Return a copy of every line in the records that includes the word "hooded".

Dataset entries
________________________________________

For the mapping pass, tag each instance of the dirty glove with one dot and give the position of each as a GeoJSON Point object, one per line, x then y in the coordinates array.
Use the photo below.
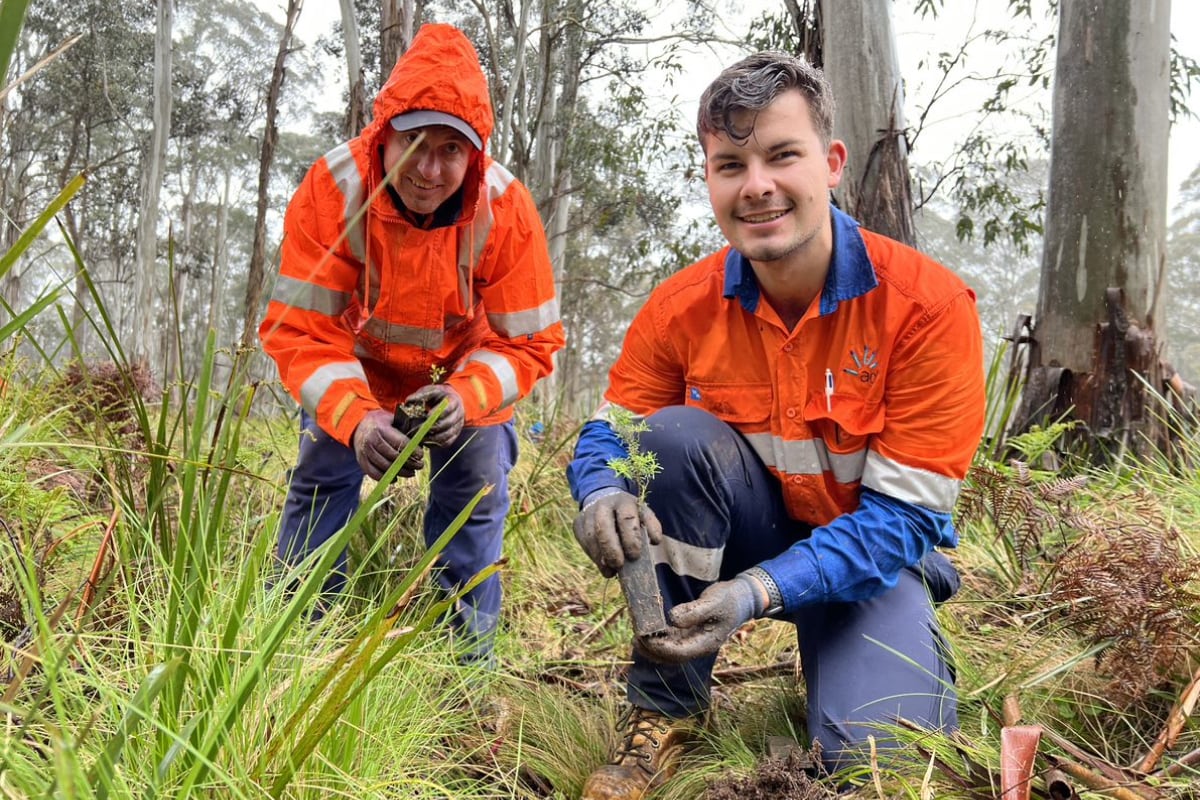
{"type": "Point", "coordinates": [448, 427]}
{"type": "Point", "coordinates": [609, 528]}
{"type": "Point", "coordinates": [700, 627]}
{"type": "Point", "coordinates": [377, 444]}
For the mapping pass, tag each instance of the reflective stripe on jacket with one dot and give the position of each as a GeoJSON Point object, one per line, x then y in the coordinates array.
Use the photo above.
{"type": "Point", "coordinates": [880, 384]}
{"type": "Point", "coordinates": [367, 305]}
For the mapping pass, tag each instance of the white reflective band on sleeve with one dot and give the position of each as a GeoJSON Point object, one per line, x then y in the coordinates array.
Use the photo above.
{"type": "Point", "coordinates": [310, 296]}
{"type": "Point", "coordinates": [503, 372]}
{"type": "Point", "coordinates": [911, 485]}
{"type": "Point", "coordinates": [394, 334]}
{"type": "Point", "coordinates": [690, 560]}
{"type": "Point", "coordinates": [525, 323]}
{"type": "Point", "coordinates": [319, 382]}
{"type": "Point", "coordinates": [346, 174]}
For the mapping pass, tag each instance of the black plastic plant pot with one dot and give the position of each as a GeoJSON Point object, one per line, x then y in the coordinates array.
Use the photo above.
{"type": "Point", "coordinates": [408, 419]}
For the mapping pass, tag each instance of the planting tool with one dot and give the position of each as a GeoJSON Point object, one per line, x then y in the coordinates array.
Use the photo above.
{"type": "Point", "coordinates": [640, 584]}
{"type": "Point", "coordinates": [1018, 749]}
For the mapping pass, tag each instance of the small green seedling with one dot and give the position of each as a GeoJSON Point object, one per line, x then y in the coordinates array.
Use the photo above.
{"type": "Point", "coordinates": [637, 467]}
{"type": "Point", "coordinates": [639, 581]}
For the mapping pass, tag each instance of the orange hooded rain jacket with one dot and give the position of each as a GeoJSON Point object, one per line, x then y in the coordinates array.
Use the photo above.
{"type": "Point", "coordinates": [367, 305]}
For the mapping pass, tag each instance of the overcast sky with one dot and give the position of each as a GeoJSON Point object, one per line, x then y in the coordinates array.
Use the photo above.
{"type": "Point", "coordinates": [917, 38]}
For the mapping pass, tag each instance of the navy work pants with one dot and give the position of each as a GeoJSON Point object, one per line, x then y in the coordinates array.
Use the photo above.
{"type": "Point", "coordinates": [323, 493]}
{"type": "Point", "coordinates": [864, 662]}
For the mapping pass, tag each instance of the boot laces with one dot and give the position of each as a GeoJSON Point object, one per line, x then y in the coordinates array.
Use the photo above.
{"type": "Point", "coordinates": [643, 733]}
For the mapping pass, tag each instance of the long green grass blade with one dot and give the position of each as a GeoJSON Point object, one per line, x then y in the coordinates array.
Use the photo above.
{"type": "Point", "coordinates": [31, 233]}
{"type": "Point", "coordinates": [101, 774]}
{"type": "Point", "coordinates": [268, 647]}
{"type": "Point", "coordinates": [12, 17]}
{"type": "Point", "coordinates": [19, 320]}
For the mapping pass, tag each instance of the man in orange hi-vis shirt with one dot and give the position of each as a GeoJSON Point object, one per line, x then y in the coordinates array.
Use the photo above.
{"type": "Point", "coordinates": [814, 394]}
{"type": "Point", "coordinates": [409, 254]}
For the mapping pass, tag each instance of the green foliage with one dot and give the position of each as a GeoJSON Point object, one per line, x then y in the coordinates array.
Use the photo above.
{"type": "Point", "coordinates": [637, 465]}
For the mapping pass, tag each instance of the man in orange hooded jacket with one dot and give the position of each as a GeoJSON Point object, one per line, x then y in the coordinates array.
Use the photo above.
{"type": "Point", "coordinates": [409, 254]}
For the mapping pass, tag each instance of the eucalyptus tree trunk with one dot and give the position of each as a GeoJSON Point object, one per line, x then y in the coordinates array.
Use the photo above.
{"type": "Point", "coordinates": [396, 28]}
{"type": "Point", "coordinates": [145, 276]}
{"type": "Point", "coordinates": [858, 47]}
{"type": "Point", "coordinates": [270, 138]}
{"type": "Point", "coordinates": [357, 109]}
{"type": "Point", "coordinates": [1103, 265]}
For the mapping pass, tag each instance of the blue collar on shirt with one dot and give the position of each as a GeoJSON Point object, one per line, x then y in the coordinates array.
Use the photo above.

________________________________________

Solved exercise -
For the mapping pass, tag each instance of the orange hooded rain jacket with one dot and give the position of each as a GeoJSON Point object, one per line, x then y in the coordinates array.
For the mapping pass, tag each instance of the man in orange hooded jacket with one dot and give the position of each as a GeoJSON Point object, one per line, x then y in the coordinates array.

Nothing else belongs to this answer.